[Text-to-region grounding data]

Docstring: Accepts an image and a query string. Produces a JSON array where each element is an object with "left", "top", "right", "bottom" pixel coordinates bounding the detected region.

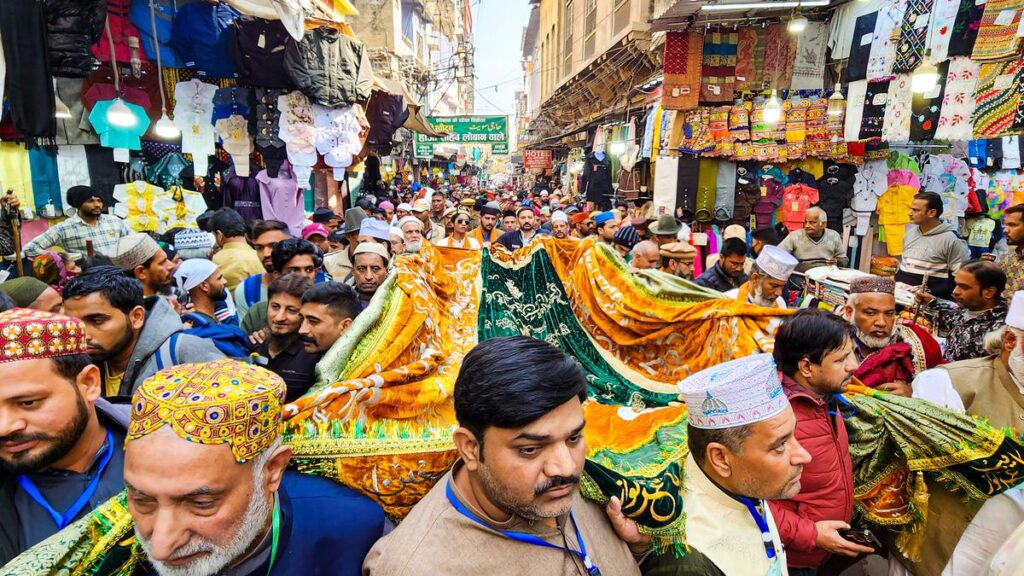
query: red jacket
[{"left": 767, "top": 375, "right": 854, "bottom": 569}]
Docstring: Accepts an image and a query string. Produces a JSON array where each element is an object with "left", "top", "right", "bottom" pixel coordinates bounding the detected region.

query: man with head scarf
[
  {"left": 11, "top": 359, "right": 388, "bottom": 575},
  {"left": 175, "top": 259, "right": 250, "bottom": 358},
  {"left": 24, "top": 186, "right": 131, "bottom": 258}
]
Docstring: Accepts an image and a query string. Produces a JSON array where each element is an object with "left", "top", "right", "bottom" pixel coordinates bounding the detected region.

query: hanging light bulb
[
  {"left": 106, "top": 98, "right": 136, "bottom": 127},
  {"left": 787, "top": 14, "right": 809, "bottom": 34},
  {"left": 763, "top": 89, "right": 782, "bottom": 124},
  {"left": 827, "top": 82, "right": 845, "bottom": 117},
  {"left": 912, "top": 52, "right": 939, "bottom": 94},
  {"left": 154, "top": 111, "right": 180, "bottom": 139}
]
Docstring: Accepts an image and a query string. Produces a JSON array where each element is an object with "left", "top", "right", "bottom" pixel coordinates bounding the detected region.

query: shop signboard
[
  {"left": 523, "top": 149, "right": 552, "bottom": 169},
  {"left": 414, "top": 115, "right": 508, "bottom": 157}
]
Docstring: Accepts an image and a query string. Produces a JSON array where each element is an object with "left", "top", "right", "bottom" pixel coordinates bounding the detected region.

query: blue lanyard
[
  {"left": 17, "top": 430, "right": 115, "bottom": 529},
  {"left": 445, "top": 481, "right": 601, "bottom": 575},
  {"left": 739, "top": 497, "right": 777, "bottom": 560}
]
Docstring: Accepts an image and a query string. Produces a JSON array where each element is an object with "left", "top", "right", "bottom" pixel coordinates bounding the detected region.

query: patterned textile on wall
[
  {"left": 971, "top": 0, "right": 1024, "bottom": 62},
  {"left": 892, "top": 0, "right": 935, "bottom": 73},
  {"left": 867, "top": 0, "right": 908, "bottom": 80},
  {"left": 947, "top": 0, "right": 986, "bottom": 57},
  {"left": 972, "top": 59, "right": 1024, "bottom": 138},
  {"left": 791, "top": 21, "right": 829, "bottom": 90},
  {"left": 861, "top": 79, "right": 892, "bottom": 140},
  {"left": 699, "top": 28, "right": 738, "bottom": 103},
  {"left": 845, "top": 11, "right": 878, "bottom": 83},
  {"left": 936, "top": 57, "right": 981, "bottom": 140},
  {"left": 882, "top": 75, "right": 914, "bottom": 142},
  {"left": 762, "top": 23, "right": 797, "bottom": 89},
  {"left": 910, "top": 60, "right": 950, "bottom": 141},
  {"left": 662, "top": 31, "right": 703, "bottom": 111},
  {"left": 734, "top": 27, "right": 764, "bottom": 91}
]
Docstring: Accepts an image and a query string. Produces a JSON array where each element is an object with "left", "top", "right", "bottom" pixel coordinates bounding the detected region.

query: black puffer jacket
[
  {"left": 45, "top": 0, "right": 106, "bottom": 78},
  {"left": 284, "top": 26, "right": 373, "bottom": 107}
]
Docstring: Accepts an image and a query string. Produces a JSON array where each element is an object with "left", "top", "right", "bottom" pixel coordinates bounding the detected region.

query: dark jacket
[
  {"left": 131, "top": 472, "right": 387, "bottom": 575},
  {"left": 768, "top": 375, "right": 855, "bottom": 569},
  {"left": 583, "top": 152, "right": 613, "bottom": 203},
  {"left": 109, "top": 296, "right": 224, "bottom": 397},
  {"left": 284, "top": 26, "right": 373, "bottom": 107},
  {"left": 365, "top": 90, "right": 409, "bottom": 153},
  {"left": 227, "top": 16, "right": 294, "bottom": 88},
  {"left": 0, "top": 399, "right": 130, "bottom": 566},
  {"left": 45, "top": 0, "right": 105, "bottom": 78},
  {"left": 692, "top": 262, "right": 748, "bottom": 293}
]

## Task goal
Please print the records above word for word, leaving every image out.

## Response to the exercise
Docstring: Accepts an image and a query string. Produces a JSON array where each element is an object with "left", "top", "right", "bottom" pixel coordinates bounding the detected region.

query: red jacket
[{"left": 767, "top": 375, "right": 854, "bottom": 569}]
Docstring: Accepts an image and a query string. Produces a JSON array where each element is an object with "left", "top", "right", "bottom" pixel coordinates bounding the detected region.

query: man with head scarf
[
  {"left": 11, "top": 359, "right": 388, "bottom": 575},
  {"left": 175, "top": 259, "right": 250, "bottom": 358},
  {"left": 24, "top": 186, "right": 131, "bottom": 258}
]
Docstring: Accepts an image and a query string. Produces a JSON array where each element is an object with "left", "top", "right", "bottom" pixel coordinates bounding the detected region.

query: hanging light bulb
[
  {"left": 106, "top": 98, "right": 136, "bottom": 127},
  {"left": 787, "top": 14, "right": 809, "bottom": 34},
  {"left": 763, "top": 89, "right": 782, "bottom": 124},
  {"left": 827, "top": 82, "right": 845, "bottom": 117},
  {"left": 912, "top": 52, "right": 939, "bottom": 94},
  {"left": 154, "top": 111, "right": 180, "bottom": 139}
]
Docstring: Accepts an image and a query string. Produces a JSON array where each element is an object with "left", "top", "right", "bottom" pixel coordinates bounding the detected region.

query: shop signboard
[
  {"left": 523, "top": 149, "right": 552, "bottom": 169},
  {"left": 414, "top": 115, "right": 508, "bottom": 157}
]
Docstring: Accepts an image and a query string. Produces a JSON array where each element is an object with "left", "top", "right", "bottom" pixel coordinates bounding the detected region.

query: blue lanyard
[
  {"left": 17, "top": 430, "right": 115, "bottom": 529},
  {"left": 445, "top": 481, "right": 601, "bottom": 575},
  {"left": 739, "top": 497, "right": 777, "bottom": 560}
]
Docstring: Accepts an image and a query string. Produces a JSON array where each element is an object with "left", "top", "right", "bottom" pixel coordinates bounding the detected region.

query: patterned textile on wall
[
  {"left": 971, "top": 0, "right": 1024, "bottom": 62},
  {"left": 892, "top": 0, "right": 935, "bottom": 73},
  {"left": 867, "top": 0, "right": 908, "bottom": 80},
  {"left": 947, "top": 0, "right": 986, "bottom": 57},
  {"left": 972, "top": 59, "right": 1024, "bottom": 138},
  {"left": 791, "top": 21, "right": 829, "bottom": 90},
  {"left": 861, "top": 79, "right": 892, "bottom": 140},
  {"left": 699, "top": 28, "right": 738, "bottom": 103},
  {"left": 845, "top": 11, "right": 878, "bottom": 83},
  {"left": 936, "top": 57, "right": 981, "bottom": 140},
  {"left": 882, "top": 75, "right": 914, "bottom": 142},
  {"left": 762, "top": 23, "right": 797, "bottom": 89},
  {"left": 910, "top": 60, "right": 950, "bottom": 141},
  {"left": 662, "top": 31, "right": 703, "bottom": 111},
  {"left": 734, "top": 27, "right": 764, "bottom": 91}
]
Docstring: Accepts an image and a query string. Produces a JSON array where each element is an object with "left", "top", "right", "bottom" pixel coordinates bounding the detected region.

query: black puffer jacket
[
  {"left": 45, "top": 0, "right": 106, "bottom": 78},
  {"left": 284, "top": 26, "right": 373, "bottom": 107}
]
Docstring: Accepts an image and a query string. Produces a JSON array where each element is an object with "left", "top", "right", "bottom" pixel coordinates bounding the detected region.

query: dark jacket
[
  {"left": 131, "top": 472, "right": 387, "bottom": 575},
  {"left": 768, "top": 375, "right": 855, "bottom": 569},
  {"left": 583, "top": 152, "right": 613, "bottom": 203},
  {"left": 109, "top": 296, "right": 224, "bottom": 397},
  {"left": 284, "top": 26, "right": 373, "bottom": 107},
  {"left": 365, "top": 90, "right": 409, "bottom": 153},
  {"left": 227, "top": 16, "right": 294, "bottom": 88},
  {"left": 0, "top": 399, "right": 130, "bottom": 566},
  {"left": 45, "top": 0, "right": 105, "bottom": 78},
  {"left": 692, "top": 262, "right": 748, "bottom": 293}
]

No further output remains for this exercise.